- **MATERIAL FOR THE TASK**
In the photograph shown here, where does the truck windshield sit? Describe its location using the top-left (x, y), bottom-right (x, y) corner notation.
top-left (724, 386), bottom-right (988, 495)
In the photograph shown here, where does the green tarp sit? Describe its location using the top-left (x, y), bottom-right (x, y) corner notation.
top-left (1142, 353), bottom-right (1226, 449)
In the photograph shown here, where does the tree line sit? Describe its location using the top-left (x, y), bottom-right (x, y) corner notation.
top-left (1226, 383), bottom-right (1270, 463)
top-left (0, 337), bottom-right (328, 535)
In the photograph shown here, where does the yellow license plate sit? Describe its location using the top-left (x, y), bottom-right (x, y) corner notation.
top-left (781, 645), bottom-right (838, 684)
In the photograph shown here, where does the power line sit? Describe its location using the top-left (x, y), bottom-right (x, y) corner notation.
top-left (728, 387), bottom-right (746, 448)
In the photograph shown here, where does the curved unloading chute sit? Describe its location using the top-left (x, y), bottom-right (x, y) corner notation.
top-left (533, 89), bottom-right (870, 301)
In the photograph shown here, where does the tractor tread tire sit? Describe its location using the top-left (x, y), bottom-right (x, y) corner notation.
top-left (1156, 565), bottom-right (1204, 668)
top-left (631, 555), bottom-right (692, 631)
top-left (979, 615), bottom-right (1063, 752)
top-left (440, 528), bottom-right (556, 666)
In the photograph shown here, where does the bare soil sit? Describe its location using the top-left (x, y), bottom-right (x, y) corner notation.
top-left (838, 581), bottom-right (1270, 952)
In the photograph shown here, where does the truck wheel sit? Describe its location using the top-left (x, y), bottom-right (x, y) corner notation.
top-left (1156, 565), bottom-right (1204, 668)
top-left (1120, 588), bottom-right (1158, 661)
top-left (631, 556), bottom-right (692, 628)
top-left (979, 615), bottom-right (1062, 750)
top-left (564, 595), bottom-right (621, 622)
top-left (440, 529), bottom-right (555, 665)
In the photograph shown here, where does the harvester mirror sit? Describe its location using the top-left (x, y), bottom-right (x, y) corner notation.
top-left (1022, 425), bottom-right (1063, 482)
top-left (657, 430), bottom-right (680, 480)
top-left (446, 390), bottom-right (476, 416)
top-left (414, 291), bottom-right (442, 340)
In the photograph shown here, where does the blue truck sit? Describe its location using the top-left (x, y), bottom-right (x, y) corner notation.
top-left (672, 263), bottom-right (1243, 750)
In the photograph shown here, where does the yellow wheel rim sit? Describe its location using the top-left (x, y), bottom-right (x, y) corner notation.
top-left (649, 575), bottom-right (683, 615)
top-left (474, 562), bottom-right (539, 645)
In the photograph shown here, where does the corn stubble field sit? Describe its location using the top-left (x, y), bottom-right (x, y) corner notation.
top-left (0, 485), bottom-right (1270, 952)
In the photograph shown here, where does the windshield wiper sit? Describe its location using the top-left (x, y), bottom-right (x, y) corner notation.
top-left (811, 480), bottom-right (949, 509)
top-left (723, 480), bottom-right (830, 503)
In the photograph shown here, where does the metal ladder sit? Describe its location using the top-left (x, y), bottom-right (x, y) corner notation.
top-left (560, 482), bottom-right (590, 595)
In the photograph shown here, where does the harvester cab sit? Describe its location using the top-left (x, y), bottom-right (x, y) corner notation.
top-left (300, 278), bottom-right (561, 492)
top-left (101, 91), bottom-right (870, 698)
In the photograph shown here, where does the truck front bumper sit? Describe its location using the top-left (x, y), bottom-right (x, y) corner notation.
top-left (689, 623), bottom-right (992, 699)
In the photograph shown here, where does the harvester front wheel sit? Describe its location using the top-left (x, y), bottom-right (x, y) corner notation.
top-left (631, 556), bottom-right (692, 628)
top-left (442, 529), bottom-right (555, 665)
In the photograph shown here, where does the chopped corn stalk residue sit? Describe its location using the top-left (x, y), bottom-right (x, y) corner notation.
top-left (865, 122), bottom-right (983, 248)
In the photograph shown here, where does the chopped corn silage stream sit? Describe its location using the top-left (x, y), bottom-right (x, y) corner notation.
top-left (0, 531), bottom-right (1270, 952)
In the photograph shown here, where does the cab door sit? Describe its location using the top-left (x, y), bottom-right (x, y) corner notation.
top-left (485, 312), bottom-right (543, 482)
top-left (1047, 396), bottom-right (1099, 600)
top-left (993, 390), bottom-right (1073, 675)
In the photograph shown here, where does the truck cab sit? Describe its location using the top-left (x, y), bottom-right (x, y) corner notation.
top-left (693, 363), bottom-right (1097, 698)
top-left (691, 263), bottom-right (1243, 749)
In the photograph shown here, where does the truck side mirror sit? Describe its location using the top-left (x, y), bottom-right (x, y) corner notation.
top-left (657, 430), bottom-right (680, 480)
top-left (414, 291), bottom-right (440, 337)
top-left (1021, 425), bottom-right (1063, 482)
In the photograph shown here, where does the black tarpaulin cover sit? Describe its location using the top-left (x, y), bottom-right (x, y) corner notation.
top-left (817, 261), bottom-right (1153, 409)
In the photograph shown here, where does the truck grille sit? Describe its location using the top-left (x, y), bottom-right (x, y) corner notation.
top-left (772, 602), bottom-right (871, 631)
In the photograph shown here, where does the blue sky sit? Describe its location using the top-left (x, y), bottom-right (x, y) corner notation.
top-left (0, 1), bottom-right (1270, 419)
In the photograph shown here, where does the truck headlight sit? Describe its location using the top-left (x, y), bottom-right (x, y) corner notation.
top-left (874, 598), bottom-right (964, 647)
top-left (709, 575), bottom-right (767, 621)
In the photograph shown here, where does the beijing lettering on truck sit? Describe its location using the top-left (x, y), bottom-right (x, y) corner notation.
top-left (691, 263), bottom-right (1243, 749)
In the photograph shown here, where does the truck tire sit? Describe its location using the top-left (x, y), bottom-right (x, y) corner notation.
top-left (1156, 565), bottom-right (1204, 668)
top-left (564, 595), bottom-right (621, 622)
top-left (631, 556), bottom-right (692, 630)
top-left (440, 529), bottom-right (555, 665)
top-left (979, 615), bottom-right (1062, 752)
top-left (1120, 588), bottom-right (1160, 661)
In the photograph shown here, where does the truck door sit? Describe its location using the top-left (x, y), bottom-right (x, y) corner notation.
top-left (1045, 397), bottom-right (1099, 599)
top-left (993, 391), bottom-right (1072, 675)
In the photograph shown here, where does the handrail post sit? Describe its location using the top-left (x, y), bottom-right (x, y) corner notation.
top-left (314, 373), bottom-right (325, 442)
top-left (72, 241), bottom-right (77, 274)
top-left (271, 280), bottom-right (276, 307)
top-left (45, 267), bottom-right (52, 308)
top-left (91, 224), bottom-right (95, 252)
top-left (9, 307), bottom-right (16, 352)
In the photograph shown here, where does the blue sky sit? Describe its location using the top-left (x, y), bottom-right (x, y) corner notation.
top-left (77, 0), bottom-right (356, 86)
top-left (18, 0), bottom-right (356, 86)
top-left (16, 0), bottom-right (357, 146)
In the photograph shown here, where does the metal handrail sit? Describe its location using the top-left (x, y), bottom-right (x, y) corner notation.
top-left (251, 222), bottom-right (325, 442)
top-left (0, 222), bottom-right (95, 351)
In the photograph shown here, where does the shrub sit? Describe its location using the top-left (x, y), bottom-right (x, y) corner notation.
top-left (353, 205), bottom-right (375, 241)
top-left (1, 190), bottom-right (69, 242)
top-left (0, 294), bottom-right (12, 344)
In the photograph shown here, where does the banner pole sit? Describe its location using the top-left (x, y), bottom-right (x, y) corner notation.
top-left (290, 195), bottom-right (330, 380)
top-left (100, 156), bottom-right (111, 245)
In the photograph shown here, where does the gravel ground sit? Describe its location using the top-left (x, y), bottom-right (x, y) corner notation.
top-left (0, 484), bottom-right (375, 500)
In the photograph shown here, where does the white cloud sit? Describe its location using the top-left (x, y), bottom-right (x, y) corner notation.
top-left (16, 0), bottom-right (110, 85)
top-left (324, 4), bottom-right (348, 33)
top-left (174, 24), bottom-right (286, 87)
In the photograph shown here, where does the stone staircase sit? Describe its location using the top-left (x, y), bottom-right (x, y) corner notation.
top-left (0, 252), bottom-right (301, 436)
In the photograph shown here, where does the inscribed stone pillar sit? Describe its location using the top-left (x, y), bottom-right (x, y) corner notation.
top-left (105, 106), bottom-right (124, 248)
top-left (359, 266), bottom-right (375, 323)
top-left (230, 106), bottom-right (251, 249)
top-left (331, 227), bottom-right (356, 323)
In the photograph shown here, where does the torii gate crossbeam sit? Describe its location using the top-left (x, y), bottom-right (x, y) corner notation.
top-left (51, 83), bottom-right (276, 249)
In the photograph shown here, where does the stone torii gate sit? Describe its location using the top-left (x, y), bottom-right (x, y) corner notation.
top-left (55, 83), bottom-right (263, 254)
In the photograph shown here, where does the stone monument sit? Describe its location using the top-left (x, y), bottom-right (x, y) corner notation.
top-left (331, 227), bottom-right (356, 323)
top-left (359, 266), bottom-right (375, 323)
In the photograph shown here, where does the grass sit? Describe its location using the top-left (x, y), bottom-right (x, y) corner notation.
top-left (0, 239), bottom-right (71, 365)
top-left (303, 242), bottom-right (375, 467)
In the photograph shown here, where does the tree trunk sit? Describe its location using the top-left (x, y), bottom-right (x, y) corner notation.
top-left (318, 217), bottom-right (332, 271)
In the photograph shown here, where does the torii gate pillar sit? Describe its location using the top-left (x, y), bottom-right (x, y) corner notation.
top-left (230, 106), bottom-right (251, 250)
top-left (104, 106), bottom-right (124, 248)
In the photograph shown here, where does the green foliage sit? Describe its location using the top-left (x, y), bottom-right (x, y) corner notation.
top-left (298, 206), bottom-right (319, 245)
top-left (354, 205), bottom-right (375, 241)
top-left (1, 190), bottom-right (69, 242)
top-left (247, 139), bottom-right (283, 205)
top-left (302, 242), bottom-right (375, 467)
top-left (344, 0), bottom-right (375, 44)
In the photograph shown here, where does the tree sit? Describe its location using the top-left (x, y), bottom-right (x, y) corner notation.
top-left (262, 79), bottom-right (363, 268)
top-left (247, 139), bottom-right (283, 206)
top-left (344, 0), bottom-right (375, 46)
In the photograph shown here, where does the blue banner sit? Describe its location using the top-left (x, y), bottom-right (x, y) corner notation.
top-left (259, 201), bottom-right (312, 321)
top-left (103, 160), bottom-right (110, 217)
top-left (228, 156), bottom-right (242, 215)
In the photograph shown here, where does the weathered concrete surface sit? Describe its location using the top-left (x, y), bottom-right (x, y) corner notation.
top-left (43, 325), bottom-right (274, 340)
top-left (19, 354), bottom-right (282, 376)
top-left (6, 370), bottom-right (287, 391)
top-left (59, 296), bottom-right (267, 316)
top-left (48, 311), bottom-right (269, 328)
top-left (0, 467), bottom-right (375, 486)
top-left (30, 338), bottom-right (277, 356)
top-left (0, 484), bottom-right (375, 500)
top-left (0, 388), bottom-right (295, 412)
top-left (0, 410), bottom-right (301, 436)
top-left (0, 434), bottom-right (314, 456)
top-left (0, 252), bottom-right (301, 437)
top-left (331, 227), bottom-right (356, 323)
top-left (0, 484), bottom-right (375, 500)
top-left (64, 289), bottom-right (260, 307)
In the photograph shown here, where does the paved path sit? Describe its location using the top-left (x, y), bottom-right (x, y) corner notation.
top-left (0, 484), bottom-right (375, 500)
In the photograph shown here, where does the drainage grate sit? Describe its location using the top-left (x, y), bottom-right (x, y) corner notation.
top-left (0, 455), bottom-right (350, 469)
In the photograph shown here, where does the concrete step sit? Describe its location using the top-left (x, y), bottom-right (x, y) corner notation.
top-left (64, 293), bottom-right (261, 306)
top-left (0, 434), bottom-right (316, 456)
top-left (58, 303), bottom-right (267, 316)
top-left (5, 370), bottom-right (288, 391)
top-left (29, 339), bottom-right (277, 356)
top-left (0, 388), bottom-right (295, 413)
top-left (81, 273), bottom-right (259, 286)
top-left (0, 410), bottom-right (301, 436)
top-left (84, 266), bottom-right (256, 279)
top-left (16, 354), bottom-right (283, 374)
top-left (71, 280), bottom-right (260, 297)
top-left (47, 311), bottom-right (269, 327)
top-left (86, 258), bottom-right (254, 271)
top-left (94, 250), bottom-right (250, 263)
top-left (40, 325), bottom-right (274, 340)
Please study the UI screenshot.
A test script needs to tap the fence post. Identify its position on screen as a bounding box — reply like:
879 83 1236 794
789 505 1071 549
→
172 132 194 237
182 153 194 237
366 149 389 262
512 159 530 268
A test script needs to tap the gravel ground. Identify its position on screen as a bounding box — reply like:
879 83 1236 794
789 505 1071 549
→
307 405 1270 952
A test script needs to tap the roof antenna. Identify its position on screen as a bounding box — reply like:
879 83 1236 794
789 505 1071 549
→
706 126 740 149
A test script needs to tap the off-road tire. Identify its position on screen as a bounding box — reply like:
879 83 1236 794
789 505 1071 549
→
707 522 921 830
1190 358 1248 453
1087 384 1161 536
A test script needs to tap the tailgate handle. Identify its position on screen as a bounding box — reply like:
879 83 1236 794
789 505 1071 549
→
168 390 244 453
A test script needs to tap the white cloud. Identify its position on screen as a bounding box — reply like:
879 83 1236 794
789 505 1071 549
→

- **SHORT TASK**
Could you turn the rows running from the line with "In the photograph shown here, where does the corn" up to and including the line with "top-left (560, 482), bottom-right (590, 595)" into a numbered list, leaving out any blank lines?

- **COMPLETED EXERCISE**
1. In the photograph shown here, where does the corn stubble field sit? Describe its location using the top-left (x, y), bottom-right (x, y) corner notation.
2. top-left (0, 485), bottom-right (1270, 952)
3. In the photograph shown here, where does the windshield wiper sit? Describe its location using the top-left (x, y), bottom-right (x, y) corner notation.
4. top-left (811, 480), bottom-right (949, 509)
5. top-left (723, 480), bottom-right (830, 503)
6. In the photograph shown here, where does the metal ladder sit? Describe its location using the top-left (x, y), bottom-right (x, y) corner notation.
7. top-left (560, 482), bottom-right (590, 595)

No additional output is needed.